_Material supplied_:
◆ ◆ ◆ ◆ ◆ ◆ ◆
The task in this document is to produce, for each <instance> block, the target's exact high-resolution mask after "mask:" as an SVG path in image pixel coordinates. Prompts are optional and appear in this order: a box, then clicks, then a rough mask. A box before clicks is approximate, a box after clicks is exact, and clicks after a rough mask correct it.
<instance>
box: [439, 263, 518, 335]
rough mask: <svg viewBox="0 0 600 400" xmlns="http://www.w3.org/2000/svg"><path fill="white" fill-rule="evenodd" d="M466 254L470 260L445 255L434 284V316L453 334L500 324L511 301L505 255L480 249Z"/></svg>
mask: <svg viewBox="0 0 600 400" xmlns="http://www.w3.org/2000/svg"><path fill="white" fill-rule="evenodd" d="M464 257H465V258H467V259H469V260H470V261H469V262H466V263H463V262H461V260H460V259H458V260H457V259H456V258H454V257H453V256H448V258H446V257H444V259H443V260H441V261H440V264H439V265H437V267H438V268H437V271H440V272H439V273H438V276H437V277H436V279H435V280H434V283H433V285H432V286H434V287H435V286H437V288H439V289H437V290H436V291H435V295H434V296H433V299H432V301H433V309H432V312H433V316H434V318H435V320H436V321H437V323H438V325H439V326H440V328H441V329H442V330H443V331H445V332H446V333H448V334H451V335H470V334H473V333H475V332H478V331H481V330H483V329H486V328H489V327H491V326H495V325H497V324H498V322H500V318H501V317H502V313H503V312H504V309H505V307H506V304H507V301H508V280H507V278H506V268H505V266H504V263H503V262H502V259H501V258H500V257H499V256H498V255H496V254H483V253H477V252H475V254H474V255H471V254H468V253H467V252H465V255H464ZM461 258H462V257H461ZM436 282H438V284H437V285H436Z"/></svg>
◆ ◆ ◆ ◆ ◆ ◆ ◆
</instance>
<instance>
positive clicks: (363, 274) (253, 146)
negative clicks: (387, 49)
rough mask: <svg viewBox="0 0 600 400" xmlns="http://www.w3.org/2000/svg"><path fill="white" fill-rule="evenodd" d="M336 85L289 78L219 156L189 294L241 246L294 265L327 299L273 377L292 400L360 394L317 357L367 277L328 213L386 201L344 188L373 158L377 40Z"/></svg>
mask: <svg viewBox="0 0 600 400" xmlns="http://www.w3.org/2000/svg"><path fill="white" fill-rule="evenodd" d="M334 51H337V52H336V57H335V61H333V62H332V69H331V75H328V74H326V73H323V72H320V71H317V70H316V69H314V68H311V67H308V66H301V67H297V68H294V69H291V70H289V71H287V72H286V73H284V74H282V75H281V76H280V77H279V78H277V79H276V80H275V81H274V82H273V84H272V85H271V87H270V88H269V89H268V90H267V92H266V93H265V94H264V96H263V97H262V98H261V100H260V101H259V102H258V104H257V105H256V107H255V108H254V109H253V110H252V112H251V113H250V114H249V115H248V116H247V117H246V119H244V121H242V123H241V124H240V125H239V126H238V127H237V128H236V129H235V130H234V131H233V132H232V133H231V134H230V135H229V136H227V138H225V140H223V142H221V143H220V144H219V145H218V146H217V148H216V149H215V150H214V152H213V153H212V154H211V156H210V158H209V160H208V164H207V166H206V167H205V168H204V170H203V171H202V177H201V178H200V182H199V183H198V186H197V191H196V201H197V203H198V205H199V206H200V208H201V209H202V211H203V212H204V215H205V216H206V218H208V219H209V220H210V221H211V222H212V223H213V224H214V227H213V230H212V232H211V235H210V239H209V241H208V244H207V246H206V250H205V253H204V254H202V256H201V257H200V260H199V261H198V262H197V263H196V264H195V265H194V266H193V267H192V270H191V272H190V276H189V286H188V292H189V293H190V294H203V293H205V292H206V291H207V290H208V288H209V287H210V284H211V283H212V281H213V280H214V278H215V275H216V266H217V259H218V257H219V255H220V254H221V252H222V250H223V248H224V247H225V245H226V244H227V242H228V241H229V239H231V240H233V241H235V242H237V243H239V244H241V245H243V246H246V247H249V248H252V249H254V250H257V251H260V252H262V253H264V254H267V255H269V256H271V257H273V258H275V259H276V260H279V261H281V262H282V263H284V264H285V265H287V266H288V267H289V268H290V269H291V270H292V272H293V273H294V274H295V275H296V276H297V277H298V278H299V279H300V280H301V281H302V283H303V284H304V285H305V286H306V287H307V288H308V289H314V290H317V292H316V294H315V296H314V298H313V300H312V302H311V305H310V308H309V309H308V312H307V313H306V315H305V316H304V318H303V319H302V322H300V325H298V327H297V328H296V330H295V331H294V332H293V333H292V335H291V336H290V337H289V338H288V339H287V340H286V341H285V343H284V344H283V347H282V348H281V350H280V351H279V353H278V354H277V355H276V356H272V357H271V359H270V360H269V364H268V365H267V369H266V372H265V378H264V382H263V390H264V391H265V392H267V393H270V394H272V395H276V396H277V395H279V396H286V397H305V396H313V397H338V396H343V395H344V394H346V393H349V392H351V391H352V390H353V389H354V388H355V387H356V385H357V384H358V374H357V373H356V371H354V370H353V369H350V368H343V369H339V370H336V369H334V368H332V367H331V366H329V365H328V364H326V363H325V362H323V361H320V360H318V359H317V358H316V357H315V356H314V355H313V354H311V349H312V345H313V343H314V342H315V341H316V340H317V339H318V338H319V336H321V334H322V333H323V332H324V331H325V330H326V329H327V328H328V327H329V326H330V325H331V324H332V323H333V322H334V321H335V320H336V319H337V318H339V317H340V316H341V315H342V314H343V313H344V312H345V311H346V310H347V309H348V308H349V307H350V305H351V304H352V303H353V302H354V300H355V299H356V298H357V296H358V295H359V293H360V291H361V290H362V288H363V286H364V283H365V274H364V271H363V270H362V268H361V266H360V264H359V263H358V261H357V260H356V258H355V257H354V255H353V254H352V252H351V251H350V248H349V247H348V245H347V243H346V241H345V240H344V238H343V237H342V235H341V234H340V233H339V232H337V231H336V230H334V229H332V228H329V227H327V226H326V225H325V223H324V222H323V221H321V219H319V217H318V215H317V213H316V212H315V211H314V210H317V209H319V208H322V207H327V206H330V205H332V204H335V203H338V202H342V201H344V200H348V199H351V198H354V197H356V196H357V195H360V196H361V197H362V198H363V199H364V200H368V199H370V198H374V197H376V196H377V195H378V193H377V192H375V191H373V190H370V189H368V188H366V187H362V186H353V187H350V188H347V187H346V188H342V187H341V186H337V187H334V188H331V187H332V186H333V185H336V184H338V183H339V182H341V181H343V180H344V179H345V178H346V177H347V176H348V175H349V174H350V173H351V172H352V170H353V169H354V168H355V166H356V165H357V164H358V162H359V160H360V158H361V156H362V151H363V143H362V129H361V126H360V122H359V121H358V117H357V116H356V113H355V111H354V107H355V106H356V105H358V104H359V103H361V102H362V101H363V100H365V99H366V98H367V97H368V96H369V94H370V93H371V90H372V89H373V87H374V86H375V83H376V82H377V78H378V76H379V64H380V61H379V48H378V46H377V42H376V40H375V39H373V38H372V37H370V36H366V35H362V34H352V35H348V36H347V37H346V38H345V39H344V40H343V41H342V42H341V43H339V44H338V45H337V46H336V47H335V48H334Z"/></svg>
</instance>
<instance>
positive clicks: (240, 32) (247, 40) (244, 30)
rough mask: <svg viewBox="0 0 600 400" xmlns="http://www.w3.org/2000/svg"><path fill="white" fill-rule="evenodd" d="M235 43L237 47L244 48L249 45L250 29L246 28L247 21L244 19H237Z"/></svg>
◆ ◆ ◆ ◆ ◆ ◆ ◆
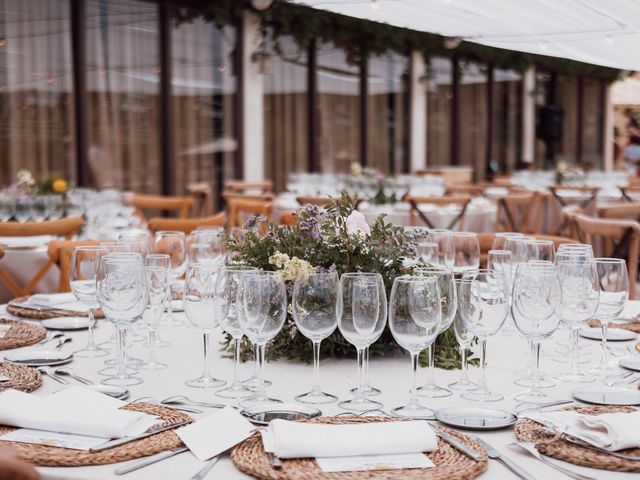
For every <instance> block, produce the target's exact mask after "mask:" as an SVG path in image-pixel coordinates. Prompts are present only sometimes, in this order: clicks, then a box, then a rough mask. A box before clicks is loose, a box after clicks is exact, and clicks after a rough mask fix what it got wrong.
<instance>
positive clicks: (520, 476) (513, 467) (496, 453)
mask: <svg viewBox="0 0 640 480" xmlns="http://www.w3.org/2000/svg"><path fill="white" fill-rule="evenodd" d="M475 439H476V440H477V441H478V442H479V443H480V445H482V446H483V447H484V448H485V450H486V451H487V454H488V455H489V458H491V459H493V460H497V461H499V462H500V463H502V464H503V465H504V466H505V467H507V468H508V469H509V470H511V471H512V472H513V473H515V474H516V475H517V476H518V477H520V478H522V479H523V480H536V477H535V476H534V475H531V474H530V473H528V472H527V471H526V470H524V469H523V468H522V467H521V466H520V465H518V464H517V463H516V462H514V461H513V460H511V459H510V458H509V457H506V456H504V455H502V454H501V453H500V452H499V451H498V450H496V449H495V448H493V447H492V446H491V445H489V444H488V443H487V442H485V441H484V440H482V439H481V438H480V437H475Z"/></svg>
◆ ◆ ◆ ◆ ◆ ◆ ◆
_Exercise aim_:
The range runs from the line with "The task in" up to and including the line with "box: [439, 263, 518, 335]" in the listing above; please write out exactly those lines and nothing more.

_Solution_:
The task in this document is to produce, for each <instance> block, the target's exact high-resolution mask after "mask:" as an SVG path in image pixel coordinates. Prompts are optional and appear in this order: a box, then clicks, then a rough mask. A box before clicks is approximate, a box after clicks is exact, and clicks after a rough mask correct it.
<instance>
box: [439, 263, 518, 335]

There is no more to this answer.